---- Text under study

1. self-control is a good thing.
2. self-control can be strengthened with "practice"

I suspect most of us agree with number 2.

But the example of the eating disorder speaks to number 1. And I think from Baumeister's perspective, he's treating it as a tool that is usually used toward good ends. Hammers are for pounding nails. They can be used to bludgeon someone to death, but it doesn't speak to their usefulness.

In some ways, leaving aside the anxiety aspect, Ocean's example fits kind of with the practice aspect. I suspect with a lot of compulsions, there's an initial push of self-control, but beyond a certain point, it takes a life of its own so that intertia is againts one and it requires a great deal of effort to change course. To take a ridiculously positive frame, the practice of self-control has "worked."

And, it does, at least initially, take an effort of will to prevent onesself from eating, or to cut yourself with a knife or to spend three hours a day bathing so as to prevent germs. But it is reinforcing from teh anxiety perspective and pretty soon, it's what you do. And then the will (to the extent to which it can be applied) is more realistically seen as being applied on the other side.

--------
---- Data excerpts

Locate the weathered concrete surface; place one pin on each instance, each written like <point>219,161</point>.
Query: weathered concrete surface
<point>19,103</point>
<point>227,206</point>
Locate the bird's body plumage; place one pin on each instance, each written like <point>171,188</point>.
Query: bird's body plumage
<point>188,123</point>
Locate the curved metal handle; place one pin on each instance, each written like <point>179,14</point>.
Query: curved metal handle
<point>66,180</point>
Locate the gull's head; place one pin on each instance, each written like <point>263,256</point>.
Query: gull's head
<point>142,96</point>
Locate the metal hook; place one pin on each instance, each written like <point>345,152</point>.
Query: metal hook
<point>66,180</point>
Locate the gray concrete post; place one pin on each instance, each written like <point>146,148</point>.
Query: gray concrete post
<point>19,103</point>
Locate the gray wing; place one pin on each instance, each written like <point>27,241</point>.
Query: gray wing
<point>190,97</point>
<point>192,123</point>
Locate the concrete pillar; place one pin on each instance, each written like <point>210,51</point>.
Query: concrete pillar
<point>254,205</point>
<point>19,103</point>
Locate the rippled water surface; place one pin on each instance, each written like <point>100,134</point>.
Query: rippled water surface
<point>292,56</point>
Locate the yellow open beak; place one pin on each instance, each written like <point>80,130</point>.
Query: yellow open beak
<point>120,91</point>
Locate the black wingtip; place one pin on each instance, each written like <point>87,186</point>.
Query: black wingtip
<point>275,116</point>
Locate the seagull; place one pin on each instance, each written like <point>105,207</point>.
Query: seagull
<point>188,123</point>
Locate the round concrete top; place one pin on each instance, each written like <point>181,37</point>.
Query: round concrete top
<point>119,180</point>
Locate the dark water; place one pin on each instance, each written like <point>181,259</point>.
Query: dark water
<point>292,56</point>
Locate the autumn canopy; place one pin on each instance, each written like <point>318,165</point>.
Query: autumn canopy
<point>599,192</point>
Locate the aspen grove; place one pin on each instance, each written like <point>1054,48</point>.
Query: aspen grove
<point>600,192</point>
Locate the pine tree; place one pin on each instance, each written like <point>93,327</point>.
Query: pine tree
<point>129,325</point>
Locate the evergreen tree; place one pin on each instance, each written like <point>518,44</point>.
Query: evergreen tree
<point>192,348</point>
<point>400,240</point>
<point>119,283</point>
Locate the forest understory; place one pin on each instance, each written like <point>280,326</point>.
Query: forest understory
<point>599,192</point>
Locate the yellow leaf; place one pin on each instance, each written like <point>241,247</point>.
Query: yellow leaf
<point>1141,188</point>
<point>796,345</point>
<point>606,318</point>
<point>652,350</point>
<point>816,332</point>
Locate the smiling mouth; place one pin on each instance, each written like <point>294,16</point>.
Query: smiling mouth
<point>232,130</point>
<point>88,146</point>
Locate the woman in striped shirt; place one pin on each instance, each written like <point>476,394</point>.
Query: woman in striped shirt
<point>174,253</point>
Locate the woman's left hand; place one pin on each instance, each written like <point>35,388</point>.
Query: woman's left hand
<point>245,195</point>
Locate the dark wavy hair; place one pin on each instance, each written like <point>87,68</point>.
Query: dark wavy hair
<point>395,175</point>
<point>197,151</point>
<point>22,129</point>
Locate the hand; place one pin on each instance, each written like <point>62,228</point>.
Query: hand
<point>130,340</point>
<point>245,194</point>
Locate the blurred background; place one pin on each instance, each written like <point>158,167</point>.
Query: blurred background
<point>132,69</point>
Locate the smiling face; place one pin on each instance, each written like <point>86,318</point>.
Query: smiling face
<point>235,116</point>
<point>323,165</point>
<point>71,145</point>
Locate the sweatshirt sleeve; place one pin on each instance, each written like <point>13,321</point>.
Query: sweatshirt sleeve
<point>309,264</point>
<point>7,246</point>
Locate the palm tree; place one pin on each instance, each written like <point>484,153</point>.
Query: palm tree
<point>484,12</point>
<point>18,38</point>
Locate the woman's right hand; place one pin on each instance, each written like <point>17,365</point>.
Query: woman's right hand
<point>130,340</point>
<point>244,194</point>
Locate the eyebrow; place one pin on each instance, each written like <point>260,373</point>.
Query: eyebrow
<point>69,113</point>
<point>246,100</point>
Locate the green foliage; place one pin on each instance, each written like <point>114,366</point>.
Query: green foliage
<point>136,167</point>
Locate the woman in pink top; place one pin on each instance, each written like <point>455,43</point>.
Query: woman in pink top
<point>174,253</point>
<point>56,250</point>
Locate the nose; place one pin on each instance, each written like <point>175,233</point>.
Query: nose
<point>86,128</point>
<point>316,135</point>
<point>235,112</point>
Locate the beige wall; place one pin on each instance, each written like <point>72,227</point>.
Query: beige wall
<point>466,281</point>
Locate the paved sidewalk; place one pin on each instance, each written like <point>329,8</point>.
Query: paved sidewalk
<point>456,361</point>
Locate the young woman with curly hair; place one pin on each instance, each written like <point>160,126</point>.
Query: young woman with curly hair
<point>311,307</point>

--------

• _Task prompt_: Extend the passage on self-control and compulsion, starting after its final sentence. The items have nothing to do with the passage on self-control and can be set aside.

• _Output of the exercise_:
I would leave compulsions separate since their mechanism is to engage in something very actively in order to rid the person from their obsessive fears. Some compulsions may be in place to distract from engaging in pathological acts driven by obsessions, but we are always talking about compensatory mechanisms secondary to some primary pathological obsession.

But going back to anorexia, it's a cleaner example, because indeed there is an initial mechanism of controlling the desire to engage in a normal physiological function: eating. As in the establishment of any habit, at the beginning it requires effort, but later it continues on automatic mode. Unfortunately by then, restricting may have set neuroendocrinological mechanisms that perpetuate and worsen the problem.

Again, I think that Roy preempted the possibility of addressing the down side of self control by stating that he's talking about adaptive self control.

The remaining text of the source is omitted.